Report every line in the items below that contains the word "ceiling", and copy each such line in full.
- - -
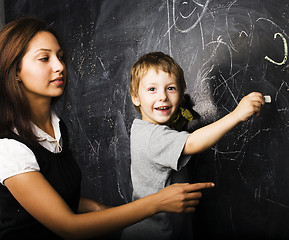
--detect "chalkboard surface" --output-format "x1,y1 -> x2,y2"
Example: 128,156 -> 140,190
5,0 -> 289,239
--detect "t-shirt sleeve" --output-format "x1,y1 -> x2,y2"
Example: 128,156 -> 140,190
150,125 -> 191,171
0,138 -> 40,185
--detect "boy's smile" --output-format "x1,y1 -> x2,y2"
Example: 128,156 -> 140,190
132,68 -> 180,124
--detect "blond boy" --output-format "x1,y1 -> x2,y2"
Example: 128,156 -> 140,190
122,52 -> 264,240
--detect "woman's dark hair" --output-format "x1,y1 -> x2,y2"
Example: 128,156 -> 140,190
0,17 -> 63,143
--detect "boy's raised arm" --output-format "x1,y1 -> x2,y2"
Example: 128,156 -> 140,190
183,92 -> 264,155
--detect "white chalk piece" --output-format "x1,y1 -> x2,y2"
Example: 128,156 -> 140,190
264,95 -> 271,103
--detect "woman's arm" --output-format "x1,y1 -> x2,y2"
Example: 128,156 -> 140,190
5,172 -> 213,239
183,92 -> 264,155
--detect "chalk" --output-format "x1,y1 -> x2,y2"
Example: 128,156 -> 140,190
264,95 -> 271,103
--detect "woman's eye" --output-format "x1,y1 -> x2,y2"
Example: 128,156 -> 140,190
168,87 -> 176,91
58,55 -> 65,61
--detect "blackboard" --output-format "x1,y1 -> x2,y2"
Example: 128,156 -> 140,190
5,0 -> 289,239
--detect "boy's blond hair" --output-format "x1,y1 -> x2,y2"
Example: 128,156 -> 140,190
129,52 -> 186,112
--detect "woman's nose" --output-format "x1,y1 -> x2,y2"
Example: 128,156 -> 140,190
53,57 -> 65,72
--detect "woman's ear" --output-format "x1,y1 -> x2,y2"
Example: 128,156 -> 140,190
131,95 -> 140,107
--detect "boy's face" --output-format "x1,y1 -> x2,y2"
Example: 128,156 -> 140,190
132,68 -> 180,124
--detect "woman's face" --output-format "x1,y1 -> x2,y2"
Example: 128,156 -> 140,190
18,31 -> 66,102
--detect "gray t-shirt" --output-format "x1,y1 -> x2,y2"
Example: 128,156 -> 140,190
122,119 -> 192,240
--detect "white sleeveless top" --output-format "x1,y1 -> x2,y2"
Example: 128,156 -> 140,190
0,112 -> 62,185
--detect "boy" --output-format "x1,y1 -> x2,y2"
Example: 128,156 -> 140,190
122,52 -> 264,240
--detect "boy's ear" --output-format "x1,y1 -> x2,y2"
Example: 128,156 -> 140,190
131,95 -> 140,107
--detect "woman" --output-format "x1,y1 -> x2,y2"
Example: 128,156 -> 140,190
0,18 -> 213,239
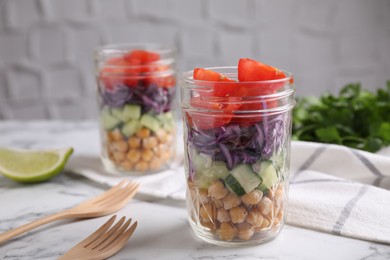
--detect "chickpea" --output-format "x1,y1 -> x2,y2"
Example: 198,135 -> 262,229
200,220 -> 215,230
107,150 -> 114,161
113,152 -> 126,163
141,150 -> 153,162
198,189 -> 210,204
241,190 -> 263,206
272,218 -> 280,227
213,199 -> 223,209
217,209 -> 230,223
222,192 -> 241,209
109,128 -> 123,141
199,203 -> 217,222
276,207 -> 284,219
121,160 -> 133,171
127,136 -> 141,148
126,149 -> 141,163
153,144 -> 167,157
135,161 -> 149,172
238,222 -> 255,240
208,181 -> 229,199
229,207 -> 248,223
274,185 -> 284,207
217,222 -> 237,241
258,197 -> 273,215
150,157 -> 161,170
110,140 -> 129,153
246,208 -> 264,227
136,127 -> 150,139
156,129 -> 168,143
256,218 -> 271,230
142,136 -> 158,149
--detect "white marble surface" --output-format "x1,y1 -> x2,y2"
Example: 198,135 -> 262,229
0,122 -> 390,260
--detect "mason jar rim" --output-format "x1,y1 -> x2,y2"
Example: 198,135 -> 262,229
94,42 -> 176,60
181,66 -> 294,85
179,66 -> 295,113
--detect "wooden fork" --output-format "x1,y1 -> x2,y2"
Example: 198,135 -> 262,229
59,215 -> 137,260
0,180 -> 139,244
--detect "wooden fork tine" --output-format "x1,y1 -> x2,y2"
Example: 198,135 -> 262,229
102,221 -> 138,255
69,215 -> 116,250
85,217 -> 125,249
96,219 -> 132,251
92,180 -> 133,202
101,183 -> 139,206
77,180 -> 131,207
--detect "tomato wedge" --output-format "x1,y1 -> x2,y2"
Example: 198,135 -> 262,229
100,50 -> 176,89
123,50 -> 160,65
238,58 -> 286,96
187,96 -> 241,130
193,68 -> 237,97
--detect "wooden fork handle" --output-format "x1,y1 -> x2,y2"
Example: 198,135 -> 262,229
0,211 -> 70,244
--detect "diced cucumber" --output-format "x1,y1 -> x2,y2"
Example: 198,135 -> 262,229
202,161 -> 229,180
122,120 -> 142,137
101,107 -> 120,130
257,183 -> 269,195
111,105 -> 141,122
140,114 -> 161,132
258,160 -> 279,189
225,175 -> 246,196
122,105 -> 141,122
230,164 -> 260,193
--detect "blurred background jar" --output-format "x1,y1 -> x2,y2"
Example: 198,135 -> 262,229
95,44 -> 176,174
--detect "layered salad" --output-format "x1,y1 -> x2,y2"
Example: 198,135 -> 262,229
182,59 -> 292,244
97,50 -> 176,173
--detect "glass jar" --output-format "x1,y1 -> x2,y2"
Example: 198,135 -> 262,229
180,67 -> 295,246
95,44 -> 176,174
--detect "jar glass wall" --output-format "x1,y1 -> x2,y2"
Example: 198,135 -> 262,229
180,67 -> 294,246
95,44 -> 176,174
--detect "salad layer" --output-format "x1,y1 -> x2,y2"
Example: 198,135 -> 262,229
183,59 -> 291,242
97,50 -> 175,172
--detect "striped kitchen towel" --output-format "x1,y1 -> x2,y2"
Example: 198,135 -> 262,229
67,141 -> 390,244
287,142 -> 390,244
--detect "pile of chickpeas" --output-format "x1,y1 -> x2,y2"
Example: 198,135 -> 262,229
105,127 -> 173,172
188,181 -> 284,241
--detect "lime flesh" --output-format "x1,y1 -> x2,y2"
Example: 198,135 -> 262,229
0,148 -> 73,183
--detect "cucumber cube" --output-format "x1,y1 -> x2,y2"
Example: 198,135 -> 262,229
230,164 -> 261,193
100,107 -> 120,130
122,120 -> 142,137
140,114 -> 161,133
258,160 -> 279,189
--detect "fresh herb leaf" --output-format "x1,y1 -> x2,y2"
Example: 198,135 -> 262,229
293,81 -> 390,152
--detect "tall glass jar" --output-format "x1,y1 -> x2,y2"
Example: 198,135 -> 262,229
180,67 -> 294,246
95,44 -> 176,174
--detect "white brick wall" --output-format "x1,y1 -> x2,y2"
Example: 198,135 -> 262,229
0,0 -> 390,119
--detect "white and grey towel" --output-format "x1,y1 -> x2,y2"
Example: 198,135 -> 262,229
73,142 -> 390,244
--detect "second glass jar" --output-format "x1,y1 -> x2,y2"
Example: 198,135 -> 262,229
95,44 -> 176,174
180,67 -> 294,246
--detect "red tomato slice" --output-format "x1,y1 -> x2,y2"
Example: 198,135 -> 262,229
231,100 -> 278,126
193,68 -> 237,97
187,97 -> 241,130
238,58 -> 286,96
123,50 -> 160,65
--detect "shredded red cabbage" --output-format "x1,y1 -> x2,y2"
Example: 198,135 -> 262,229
188,114 -> 289,173
100,81 -> 175,113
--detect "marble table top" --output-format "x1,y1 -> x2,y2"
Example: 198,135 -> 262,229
0,122 -> 390,260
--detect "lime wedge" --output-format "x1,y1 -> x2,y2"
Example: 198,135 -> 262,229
0,148 -> 73,183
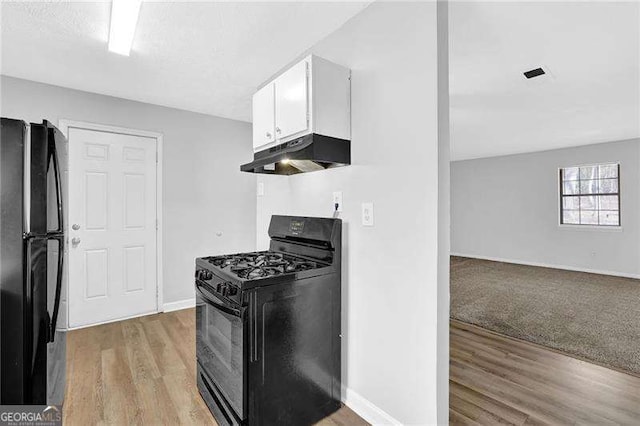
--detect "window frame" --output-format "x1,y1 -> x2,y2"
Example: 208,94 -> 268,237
558,161 -> 622,231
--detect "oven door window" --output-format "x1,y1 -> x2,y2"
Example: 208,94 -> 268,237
196,289 -> 244,418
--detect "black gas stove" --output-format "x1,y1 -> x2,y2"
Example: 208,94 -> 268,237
195,216 -> 342,425
204,251 -> 328,280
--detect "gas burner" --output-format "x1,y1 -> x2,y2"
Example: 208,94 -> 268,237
206,251 -> 324,280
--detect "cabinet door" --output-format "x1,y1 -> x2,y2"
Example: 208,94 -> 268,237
275,61 -> 309,139
253,83 -> 276,151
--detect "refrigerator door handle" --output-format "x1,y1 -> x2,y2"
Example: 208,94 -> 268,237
22,124 -> 31,236
49,235 -> 64,342
49,132 -> 64,233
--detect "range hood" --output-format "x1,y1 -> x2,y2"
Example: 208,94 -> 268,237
240,133 -> 351,175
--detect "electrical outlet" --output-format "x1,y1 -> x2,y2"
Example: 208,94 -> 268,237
333,191 -> 342,212
362,203 -> 373,226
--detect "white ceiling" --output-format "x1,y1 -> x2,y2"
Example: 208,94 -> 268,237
0,1 -> 369,121
449,1 -> 640,160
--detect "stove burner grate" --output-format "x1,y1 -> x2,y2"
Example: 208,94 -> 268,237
206,252 -> 324,279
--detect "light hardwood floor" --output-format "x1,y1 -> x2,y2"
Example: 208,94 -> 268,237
449,321 -> 640,425
64,309 -> 367,426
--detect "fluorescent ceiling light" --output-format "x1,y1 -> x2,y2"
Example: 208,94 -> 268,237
109,0 -> 142,56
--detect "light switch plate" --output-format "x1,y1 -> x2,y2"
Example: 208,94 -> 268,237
332,191 -> 342,212
362,203 -> 373,226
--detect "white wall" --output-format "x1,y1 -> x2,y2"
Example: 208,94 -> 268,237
0,76 -> 256,304
451,139 -> 640,278
257,2 -> 448,424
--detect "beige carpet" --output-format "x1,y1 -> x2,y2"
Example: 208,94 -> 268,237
451,257 -> 640,374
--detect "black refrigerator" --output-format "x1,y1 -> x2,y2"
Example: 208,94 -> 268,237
0,118 -> 68,405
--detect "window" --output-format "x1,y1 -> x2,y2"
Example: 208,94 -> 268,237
560,164 -> 620,226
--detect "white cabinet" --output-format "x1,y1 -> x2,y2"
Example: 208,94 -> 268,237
274,61 -> 309,139
253,56 -> 351,151
253,83 -> 276,151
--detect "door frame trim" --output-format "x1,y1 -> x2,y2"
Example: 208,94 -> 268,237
58,119 -> 164,329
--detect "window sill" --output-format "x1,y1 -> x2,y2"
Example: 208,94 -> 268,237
558,224 -> 622,232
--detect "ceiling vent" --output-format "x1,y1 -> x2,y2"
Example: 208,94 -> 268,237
524,68 -> 545,79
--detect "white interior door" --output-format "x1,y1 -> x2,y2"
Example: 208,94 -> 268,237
68,127 -> 158,328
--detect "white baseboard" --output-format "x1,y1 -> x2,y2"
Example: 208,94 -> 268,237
162,298 -> 196,312
451,253 -> 640,279
342,387 -> 402,425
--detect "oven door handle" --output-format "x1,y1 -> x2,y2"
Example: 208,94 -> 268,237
196,281 -> 242,317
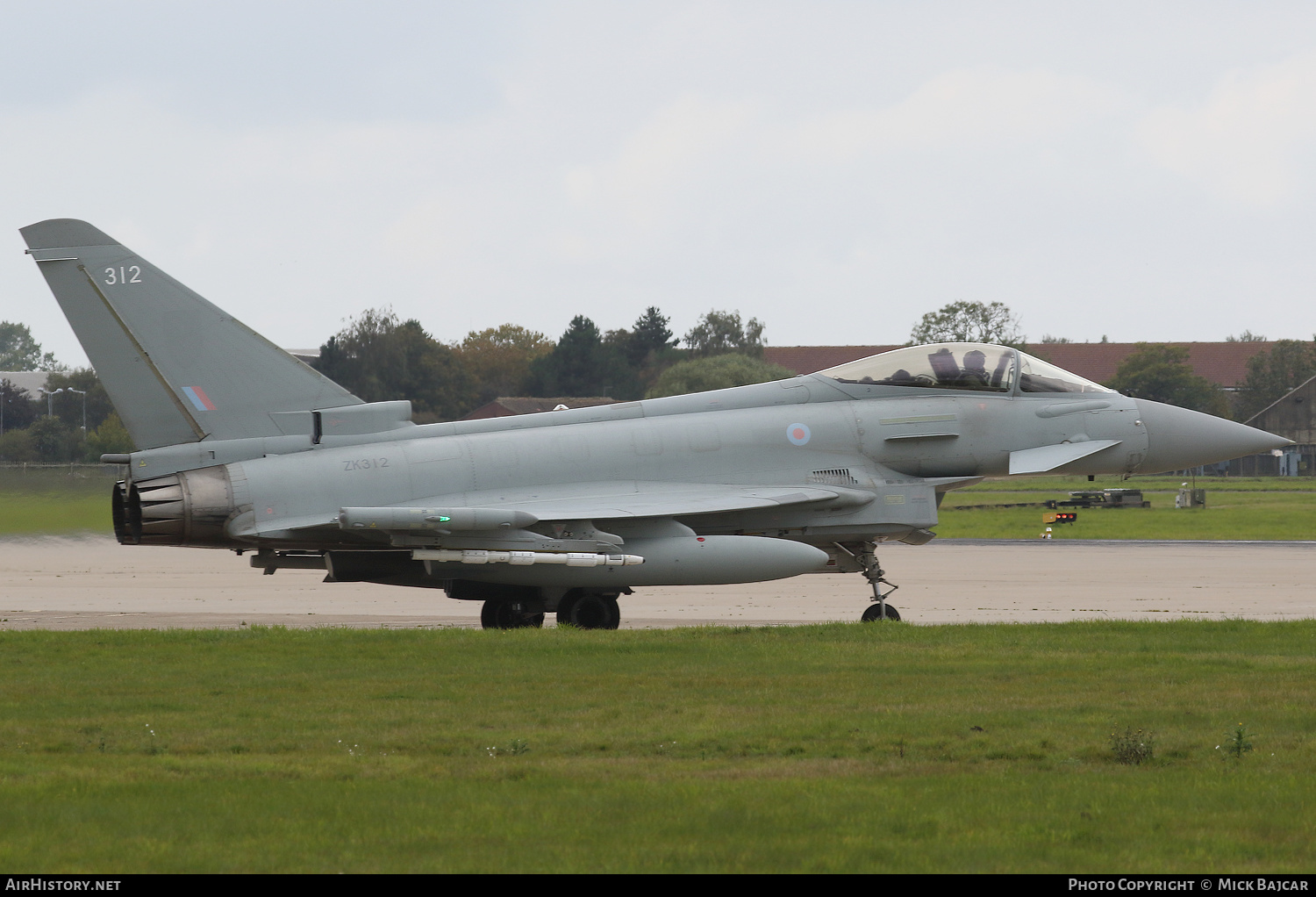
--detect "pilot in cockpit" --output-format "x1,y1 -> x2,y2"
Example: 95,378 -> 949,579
961,349 -> 990,389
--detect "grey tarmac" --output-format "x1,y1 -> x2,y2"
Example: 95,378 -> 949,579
0,537 -> 1316,629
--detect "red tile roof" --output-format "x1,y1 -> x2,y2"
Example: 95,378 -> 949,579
763,342 -> 1271,387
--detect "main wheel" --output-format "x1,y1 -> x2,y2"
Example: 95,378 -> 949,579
481,600 -> 544,629
558,592 -> 621,629
863,602 -> 900,623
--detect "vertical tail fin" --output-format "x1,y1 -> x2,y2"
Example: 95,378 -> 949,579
21,219 -> 361,448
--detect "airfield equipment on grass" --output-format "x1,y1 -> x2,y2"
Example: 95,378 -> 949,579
23,219 -> 1289,628
1047,487 -> 1153,510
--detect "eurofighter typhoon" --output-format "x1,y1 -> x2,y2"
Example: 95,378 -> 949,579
21,219 -> 1289,628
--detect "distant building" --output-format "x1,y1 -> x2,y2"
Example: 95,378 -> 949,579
0,370 -> 50,399
462,395 -> 618,420
1229,377 -> 1316,477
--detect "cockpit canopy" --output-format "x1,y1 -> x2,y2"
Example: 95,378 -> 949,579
819,342 -> 1113,392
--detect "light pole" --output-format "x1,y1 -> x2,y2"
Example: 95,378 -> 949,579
37,386 -> 65,418
65,386 -> 87,441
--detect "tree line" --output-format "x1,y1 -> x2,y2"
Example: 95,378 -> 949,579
908,302 -> 1316,420
0,307 -> 795,463
315,305 -> 795,423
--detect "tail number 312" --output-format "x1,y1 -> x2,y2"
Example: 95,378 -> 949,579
105,265 -> 142,286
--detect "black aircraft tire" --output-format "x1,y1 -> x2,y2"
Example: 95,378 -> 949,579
558,592 -> 621,629
481,600 -> 544,629
863,602 -> 900,623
- - -
■ **Written answer**
--detect "white ceiling" --output-format "x1,y1 -> x2,y2"
--detect "fluorescent ceiling light" --output-format "x1,y1 -> x2,y2"
--detect "ceiling vent" --output-format "x1,y1 -> x2,y2"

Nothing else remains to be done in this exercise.